Problems to solve:
a) According to the article on the Christian group's call to probe the INEC chairman, why does the National Prayer Altar fault some Christian bodies? Answer in one or two sentences.
b) Answer these questions using the article on the Christian group's call to probe the INEC chairman:
(i) Which zone did Sylvester Mbamali sign the statement for?
(ii) On what day was the statement given to journalists?
(iii) Where do the platform's members come from?
c) Continue the article on the Christian group's call for a probe of the INEC chairman from its last sentence.

Extracted text:
--------------------

Christian group demands probe of INEC chairman after ‘polls fair’ comment

INEC Chairman, Prof.-Yakubu-Mahmood

The last is yet to be heard of the controversy that trailed the conduct of the 2023 general elections as an interdenominational and international platform of Christians who pray for Nigeria, the National Prayer Altar, called for the probe of the chairman of the Independent National Electoral Commission (INEC) Prof. Mahmood Yakubu.

The platform made of Christians from the six geo-political zones and diaspora insisted that the electoral umpire headed by Yakubu contradicted its own regulations and actively frustrated the electoral process, particularly in the deployment of appropriate facilities and logistics.


In a statement made available to journalists on Sunday, signed by Pastor Bosun Emmanuel (Southwest), Kontein Trinya (Southsouth), Sylvester Mbamali (Southeast), Linda Ndache (Northeast), Alabi Mojirade (Northcentral) and Hauwa Kure (Northwest), the group also faulted some Christian bodies for congratulating a government its “legitimacy is still in contention at the courts”.

--------------------

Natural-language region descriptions
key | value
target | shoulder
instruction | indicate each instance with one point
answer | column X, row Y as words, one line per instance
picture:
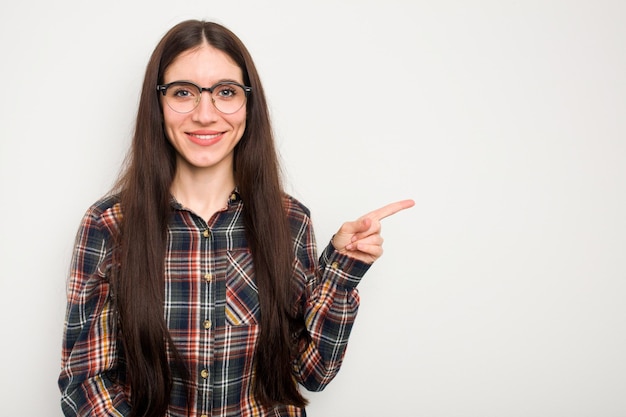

--------------------

Answer set:
a) The National Prayer Altar faults them for congratulating a government whose "legitimacy is still in contention at the courts."

b)
(i) The Southeast.
(ii) Sunday.
(iii) The six geo-political zones and the diaspora.

c)
The group’s demand is coming few days after Yakubu declared that the overall outlook of the 2023 election suggest it is a fair reflection of Nigeria’s complex multi-party democracy

Stressing the need for INEC to be interrogated about its handling of the 2023 elections, the group maintained that Yakubu should be properly investigated, noting that he is not beyond the law.

The organisation said: “The 2023 elections have ranked as the worst in the history of Nigeria. Not only did INEC contradict its regulations, it actively sought to frustrate the electoral process, particularly in the deployment of appropriate facilities and logistics in that election. It is imperative that INEC be interrogated about its handling of the 2023 elections, and the Chairman of INEC, Prof. Yakubu Mahmood, be properly investigated, unless this public officer is beyond the laws of the land. The appropriate human and civil rights organizations in the country should commence a process towards that interrogation, as a precedence in future electoral engagements.


It added: “It is disturbing that Christian leaders who have appeared helpless and speechless in the face of the ongoing massacre of Christian communities in Nigeria would be so prompt to endorse persons and structures that have posed the greatest existential challenge to their brothers and sisters. It is sad that CAN would write a letter of congratulation to a government whose legitimacy is still in contention at the courts. It seems to announce, sadly, that CAN supports the Muslim-Muslim ticket which it had all the while appeared to vehemently oppose.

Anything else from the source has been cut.